→ What you need to do:
Return the lines below word for word, copying every one of them without any change.

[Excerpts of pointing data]
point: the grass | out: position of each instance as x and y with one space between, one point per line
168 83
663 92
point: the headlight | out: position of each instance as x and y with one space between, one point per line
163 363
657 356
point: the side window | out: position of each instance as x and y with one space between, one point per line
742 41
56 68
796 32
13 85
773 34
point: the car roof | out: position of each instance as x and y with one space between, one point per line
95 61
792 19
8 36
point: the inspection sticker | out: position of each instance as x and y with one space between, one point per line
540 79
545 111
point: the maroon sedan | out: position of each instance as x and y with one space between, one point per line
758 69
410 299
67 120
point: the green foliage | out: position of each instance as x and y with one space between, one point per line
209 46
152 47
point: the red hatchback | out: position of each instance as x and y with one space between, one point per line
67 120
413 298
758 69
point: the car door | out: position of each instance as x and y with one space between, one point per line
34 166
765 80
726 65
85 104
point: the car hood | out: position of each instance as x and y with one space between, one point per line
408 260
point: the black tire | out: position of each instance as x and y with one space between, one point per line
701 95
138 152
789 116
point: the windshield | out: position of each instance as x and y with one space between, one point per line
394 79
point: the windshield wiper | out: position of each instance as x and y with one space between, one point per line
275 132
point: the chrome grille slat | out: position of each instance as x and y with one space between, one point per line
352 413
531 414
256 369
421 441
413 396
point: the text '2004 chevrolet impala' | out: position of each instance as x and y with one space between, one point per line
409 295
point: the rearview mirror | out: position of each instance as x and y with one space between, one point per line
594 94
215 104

→ Expected answer:
point: the grass | out: position of each instance as x and y with one space between, one point per line
168 83
663 92
point: the headlight | out: position of each instance as x and y with one space between, one point per line
163 363
657 356
point: the side window | out: position of each instance as x and y with one space between, one point per line
742 41
56 68
796 32
13 85
773 34
point: the car roof | out: position of each instance as x and y with one space between, one point per line
95 61
792 19
8 36
point: the inspection sticker | out: position of each instance as x and y with one space between, one point per line
540 79
545 111
point: the maroon sedan | out: position of each instance as x and y with one space between, one point per line
758 69
410 299
67 120
point: the green foliage | out: position of each instance as x and y with one space between, one point per line
209 46
152 47
point: the red hatchback | out: position of each instance as x and y with one space between, one point per line
67 120
413 298
758 69
point: the car door | out: position of each instance as x and y with one space between, one point per line
34 166
765 80
726 65
85 104
point: the car hood | out: position of each instance as x and y with one space between, one point per line
408 260
point: the black tire | out: position of each instance as x and y with one space between, one point per line
701 95
138 152
789 116
point: the windshield | out: position of each instance as x and y with one space between, one point per line
394 79
point: the windshield wiper | out: position of each instance as x and y with one space between, one point per line
275 132
point: the chrome grille slat | out: position of each instance as x and y with one space between, one point per line
352 413
531 414
256 369
421 441
413 396
point: the text '2004 chevrolet impala' | out: position of each instance as x and y with one space between, one point per line
409 295
point: the rearview mirror | out: position of each instance as x and y with one space between, one point per line
594 94
215 104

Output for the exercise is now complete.